Vou aproveitar aqui uma pausazita no trabalho
e vou-vos pôr a par das novidades.
Estes japoneses são mesmo malucos. Acho
que ainda não houve um dia que não trabalhasse
menos de 12 horas e que tenha dormido mais que 5. Uma maravilha!
Estou numa sala com cerca de 70 pessoas e com o ar condicionado
a 28 graus, o que torna o ambiente muito agradável,
uma vez que todas as pessoas aqui respiram, melhorando ainda
mais as condições de trabalho. Além de
respirarem, andam todos descalços e falam uns com os
outros tão alto que qual semelhança entre isto
e uma repartição das finanças em Portugal é pura
coincidência.
Mas, mesmo assim, conseguem ser mais limpos
que os franceses. Acho que o Thomas finalmente mudou de camisa,
hoje. Vou contar quantas vezes ele a vai usar e depois digo-vos!
Mas, voltando ao local de trabalho, este sítio é apenas
uma salita de cerca de 300 m2, onde respiram uma quantidade
enorme de gente, disposta em filas de seis secretárias
e de frente para mais seis, isto formando, portanto, seis filas
duplas de secretárias. Depois há uma fila perpendicular
a esta composição onde estão os chefes
de fila. A hierarquia aqui é uma coisa muito importante.
Como normalmente entro por volta das 11h da
manhã, não sei o que se passa antes, mas por
volta das 12h começa a tocar uma música e vão
todos almoçar à cantina ou comprar comida ao
supermercado do complexo fabril da NEC. Eu não chamava
isto uma fábrica, mas um aglomerado de escritórios,
oficinas e afins de diferentes sub-empresas da NEC. Já cá vi
desde desenvolvimento de software para o espaço
até integração de RACs de comunicações
para centrais telefónicas, mas acho que ainda não
vi nada. As luzes apagam-se à hora do almoço
e há quem deite a cabeça em cima da secretária,
sobre uma almofada (carinhosamente guardada numa gaveta quando
não está a ser usada) e dormem.
Aliás dormir é um ritual por estes
lados, uma vez que eles passam tantas horas na empresa é-lhes
difícil dormir em casa, pelo que dormem no comboio,
na rua enquanto esperam pelo transporte, nos bares e no trabalho.
Por sinal, por volta das 18h, volta a tocar uma música
e muitos deles tiram a bela da almofada e vai de dormir um
bocado em cima da secretária. O Victor contou-me que
no outro dia foram a um bar por volta das 2h/3h da manhã e
os clientes estavam todos a dormir. Acho que para a próxima
vamos dispensar o hotel, uma vez que podemos dormir em bares.

### Secção de dados
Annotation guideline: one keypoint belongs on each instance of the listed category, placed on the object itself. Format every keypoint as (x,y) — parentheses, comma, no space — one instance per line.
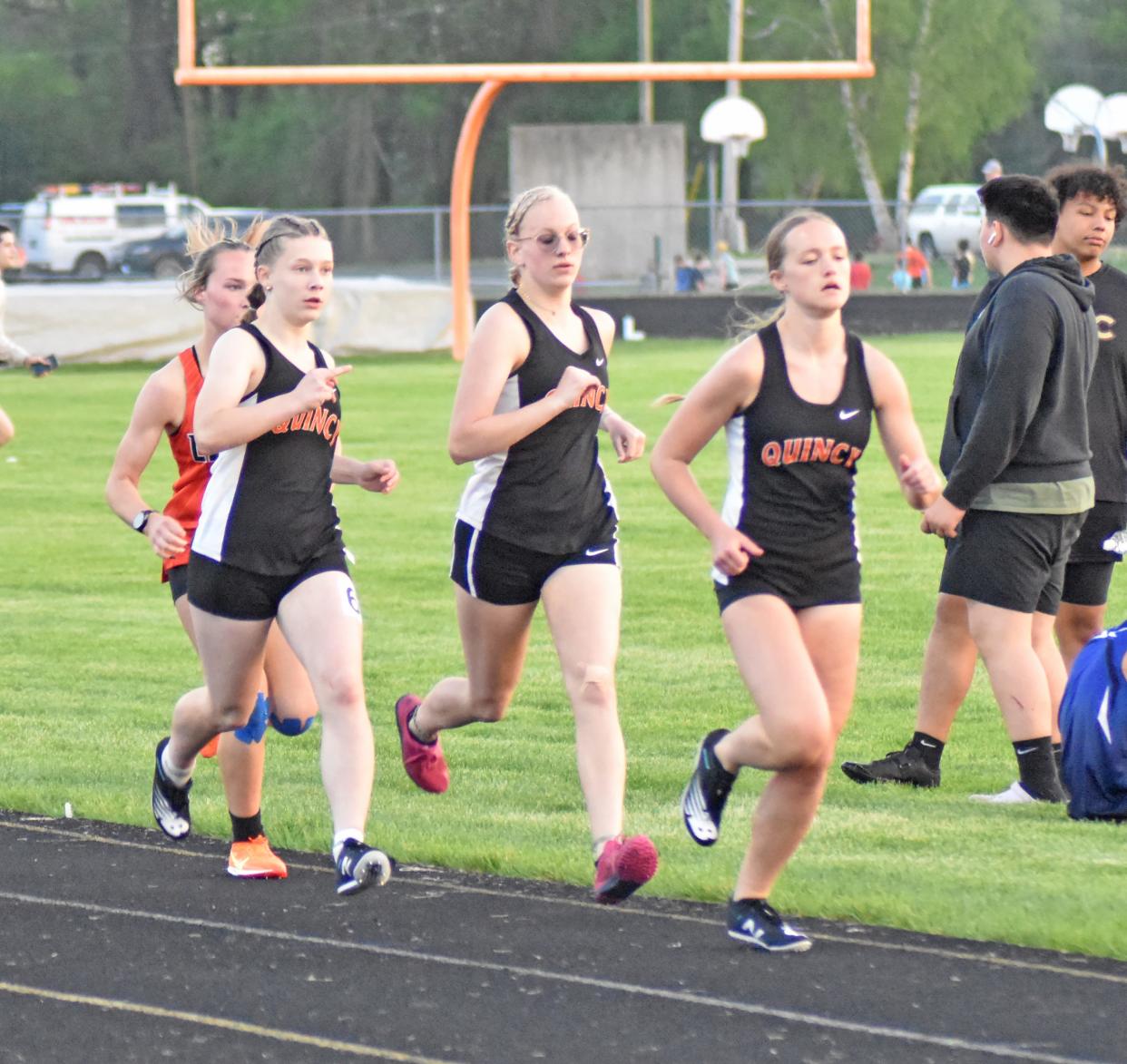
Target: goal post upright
(492,78)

### Tarefa do exercício
Continua o relato sobre o trabalho na NEC no Japão, começando logo a seguir à última frase. A listagem não é necessária para resolver o que se pede.

### Resposta do exercício
Há vários sinais musicais durante
a tarde. Um para lanchar, por volta das 17h quando o supermercado
abre por um quarto de hora, um ou dois para espreguiçar e
mexer as pernas (quem passa tantas horas a trabalhar precisa,
não é?) ou dormir, mas o melhor de todos é um
que há um bocado mais tarde, acho que cerca das 20h,
quando uma tipa com uma voz muito meiga diz no seu belo japonês
algo como: "A partir deste momento a empresa não
vos está a pagar as horas extras que estão a
fazer na empresa, pelo que não se devem sentir forçados
a ficar." Lindo!!!
Há cerca de 2000 empregados neste complexo
(embora já me disseram que são 8000, mas eu tenho
dificuldade em acreditar), devem imaginar como é a cantina.
Até se vendem sapatos, carteiras ou apartamentos à porta,
dependendo do dia da semana.
Isto parece uma prisão labiríntica
com máquinas de bebidas em cada esquina e num ambiente
tipo Robocop/Mad Max. Para chegar da entrada até aqui
esta sala tenho que andar cerca de 400m, por baixo de um edifício,
atravessar um pátio, seguindo um corredor que atravessa
outro edifício, passar na zona de carga e descarga e
finalmente atravessar uma rua. Só ao fim de quatro dias é que
me comecei a orientar e agora acho que já tenho uma
ideia mais ou menos formada da localização deste
edifício no complexo. Ah! À saída, depois
das 22h, o caminho tem de ser outro, porque alguns dos edifícios
estão já fechados.
Noutra crónica falo-vos das pessoas que
me rodeiam e das com quem trabalham, todas de olhos em bico
e com nomes ainda mais difíceis de prenunciar que Arestides
Gumerzino. Só hoje já conheci um Tsotomu Yoshida,
fora os Shionoyas e Kanayamas e companhia.
Aliás, os nomes nesta terra são
algo do outro mundo. Aliás este país é um
outro mundo... Um país onde se compra roupa numa loja
chamada Konaka e anda-se num carro chamado Laputa, não é normal.
Já vi um bar chamado "Alabian Nights" (não é gralha)
e no meu hotel toma-se o "Monining Breakfast".
Lindo!
Olha! Está a tocar a música para
lanchar... Tenho que ir, pois tenho uma reunião às
18h.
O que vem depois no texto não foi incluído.